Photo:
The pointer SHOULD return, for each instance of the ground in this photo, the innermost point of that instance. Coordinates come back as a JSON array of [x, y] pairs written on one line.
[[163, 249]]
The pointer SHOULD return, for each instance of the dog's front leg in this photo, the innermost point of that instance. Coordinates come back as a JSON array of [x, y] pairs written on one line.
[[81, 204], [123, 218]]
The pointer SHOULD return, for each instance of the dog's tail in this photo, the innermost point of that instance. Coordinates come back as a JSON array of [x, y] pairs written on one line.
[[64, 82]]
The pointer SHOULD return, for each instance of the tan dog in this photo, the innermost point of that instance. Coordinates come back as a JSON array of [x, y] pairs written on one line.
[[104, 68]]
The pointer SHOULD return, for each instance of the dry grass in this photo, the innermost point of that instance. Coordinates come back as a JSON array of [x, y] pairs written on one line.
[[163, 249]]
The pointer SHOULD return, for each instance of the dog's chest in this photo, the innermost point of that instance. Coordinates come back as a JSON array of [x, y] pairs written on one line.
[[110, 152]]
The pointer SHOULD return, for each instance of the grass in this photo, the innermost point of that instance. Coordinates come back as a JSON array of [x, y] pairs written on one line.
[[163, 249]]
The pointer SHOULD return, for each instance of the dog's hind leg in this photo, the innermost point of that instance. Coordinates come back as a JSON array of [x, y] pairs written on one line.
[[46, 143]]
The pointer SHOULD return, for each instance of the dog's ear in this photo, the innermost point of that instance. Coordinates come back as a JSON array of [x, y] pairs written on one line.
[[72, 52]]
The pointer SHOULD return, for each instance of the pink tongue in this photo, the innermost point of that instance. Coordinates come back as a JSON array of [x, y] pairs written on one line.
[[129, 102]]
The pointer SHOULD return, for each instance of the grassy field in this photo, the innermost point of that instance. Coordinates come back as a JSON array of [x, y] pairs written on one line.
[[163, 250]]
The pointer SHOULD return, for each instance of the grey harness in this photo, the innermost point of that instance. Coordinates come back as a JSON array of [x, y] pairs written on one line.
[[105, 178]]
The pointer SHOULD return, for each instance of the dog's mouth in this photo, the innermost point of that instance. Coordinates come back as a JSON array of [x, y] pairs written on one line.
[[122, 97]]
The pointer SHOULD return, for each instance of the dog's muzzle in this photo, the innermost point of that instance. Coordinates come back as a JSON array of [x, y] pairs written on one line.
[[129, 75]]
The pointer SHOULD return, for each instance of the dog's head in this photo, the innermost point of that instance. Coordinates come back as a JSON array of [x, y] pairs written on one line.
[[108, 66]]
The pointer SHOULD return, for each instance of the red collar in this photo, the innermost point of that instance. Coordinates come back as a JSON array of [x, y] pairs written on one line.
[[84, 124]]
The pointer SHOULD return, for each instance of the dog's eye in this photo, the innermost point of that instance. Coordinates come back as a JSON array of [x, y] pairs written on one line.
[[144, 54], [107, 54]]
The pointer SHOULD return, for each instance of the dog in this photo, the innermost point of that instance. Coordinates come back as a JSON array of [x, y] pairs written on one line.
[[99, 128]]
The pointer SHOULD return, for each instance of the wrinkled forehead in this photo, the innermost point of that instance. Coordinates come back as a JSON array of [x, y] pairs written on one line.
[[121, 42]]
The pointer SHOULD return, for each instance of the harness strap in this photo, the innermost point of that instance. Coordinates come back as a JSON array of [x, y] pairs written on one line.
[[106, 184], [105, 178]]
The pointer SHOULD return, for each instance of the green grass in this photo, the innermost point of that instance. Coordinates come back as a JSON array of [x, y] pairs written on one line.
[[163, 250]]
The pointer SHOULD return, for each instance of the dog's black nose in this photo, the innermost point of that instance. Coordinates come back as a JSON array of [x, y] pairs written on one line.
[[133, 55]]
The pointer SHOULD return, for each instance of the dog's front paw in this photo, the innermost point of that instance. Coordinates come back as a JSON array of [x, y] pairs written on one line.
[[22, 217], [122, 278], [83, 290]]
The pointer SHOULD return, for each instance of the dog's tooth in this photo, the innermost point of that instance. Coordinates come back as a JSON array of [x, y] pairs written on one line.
——
Beginning with the opening line and ending with the final one, transcribe the material exactly.

Photo:
The pointer SHOULD return, for each instance of the ground in this photo, the innermost point of that instance. Coordinates come back as a JSON array of [x, y] pairs written on one line.
[[163, 249]]
The pointer SHOULD return, for each instance of the dog's front leg in this photo, the innermost point of that instance. Coordinates come back as a JSON array of [x, y] pairs written on one line.
[[81, 204], [123, 218]]
The pointer SHOULD return, for each instance of the dog's tail in this photo, the innermost point of that instance. Coordinates come back as a JSON array of [x, y] pairs written on one line.
[[64, 82]]
The pointer SHOULD return, for each instance of the tan dog in this photo, the innermost point of that instance. Coordinates come back as a JSON array of [x, y] pairs written on one line.
[[104, 68]]
The pointer SHOULD return, for each instance of the dry grass in this photo, the innermost point of that instance. Coordinates come back as a JSON array of [x, y] pairs written on one line.
[[163, 249]]
The pointer SHOULD return, for each instance of the dog's chest in this photo, the innermost point of that instance. Coordinates come back as a JSON array of [x, y] pairs written on one line.
[[110, 152]]
The pointer SHOULD return, for each instance of the grass in this photo, the innermost point of that instance. Coordinates come back as a JSON array of [x, y] pairs written on one line.
[[163, 249]]
The pointer SHOULD return, for each instance of the dog's hind leg in this photo, the innermost point of that instance. Coordinates come back as a JSON array of [x, y] pairs written on one line.
[[46, 143]]
The pointer SHOULD return, for each instance of the dog's ear in this photo, the innermost point of that instance. Coordinates come back as a JSON array of [x, y] pairs written on one line.
[[72, 52]]
The pointer SHOULD return, for each instance of the pink tongue in this photo, the innermost point of that instance. Coordinates come back as a JSON array of [x, y] pairs written on one line.
[[129, 102]]
The pointer SHOULD return, for each instance of the grassy field in this photo, the innermost point of that instance. Coordinates come back as a JSON array of [x, y] pairs written on one line.
[[163, 250]]
The pointer SHOULD return, for each instance of the grey harness in this photo, the innermost point of that instance. Coordinates come back as a JSON array of [x, y] pairs written on one line.
[[105, 178]]
The pointer SHOULD return, for each instance of the dog's mouth in this photo, the innermost point of that instance. Coordinates come back as a JSON array of [x, y] pairs written on one line.
[[122, 97]]
The pointer SHOULD return, for each instance of the dog's muzzle in this photo, the innermost point of that instance. Coordinates come back as a JSON array of [x, y] pairs written on one line.
[[129, 75]]
The pointer SHOULD return, for each instance of the dog's head in this photo, the innermost point of that instance. Coordinates come back as a JSON array of [x, y] pairs written on one line.
[[108, 66]]
The pointer SHOULD return, for each instance of the red collar in this photo, the innermost point of that instance. Coordinates come back as a JSON array of [x, y] pairs written on one line.
[[84, 124]]
The pointer SHOULD return, for each instance of the dog's eye in this photo, the innermost point of that instance. Coordinates come back as a JSON array of [x, y] pairs written on one line.
[[144, 54], [107, 54]]
The pointer SHOULD return, for each instance of the dog in this photo, the innermost point of that instance. Coordinates come back as a JSON array of [x, y] pairs written on one line.
[[99, 128]]
The pointer SHOULD return, for each instance of the wrinkled forehead in this photo, the innermost point of that instance. Coordinates come back as a JSON array of [x, y] pairs written on one line.
[[121, 42]]
The pointer SHOULD return, for each instance of the harness strap in this photo, the innermost point of that instance. Coordinates come back as a JSON array of [x, y] pairs written on one line.
[[106, 184], [105, 178]]
The pointer SHOULD return, for each instance of the green grass in this photo, the innermost point of that instance. Coordinates come back as a JSON array of [x, y] pairs written on one line.
[[163, 250]]
The pointer SHOULD return, for each instance of the dog's black nose in this photo, the innermost point of that instance. Coordinates come back as a JSON array of [x, y] pairs written on one line.
[[133, 55]]
The pointer SHOULD return, for each instance of the dog's front paw in this photo, the innermost point of that instance. Coordinates come back as a JSON array of [x, y] pairs written on one line.
[[22, 217], [122, 278], [83, 290]]
The pointer SHOULD return, for each instance of the dog's tooth in this photo, the innermost point of that instance. Coordinates come back as a JSON array of [x, y] pairs written on one line.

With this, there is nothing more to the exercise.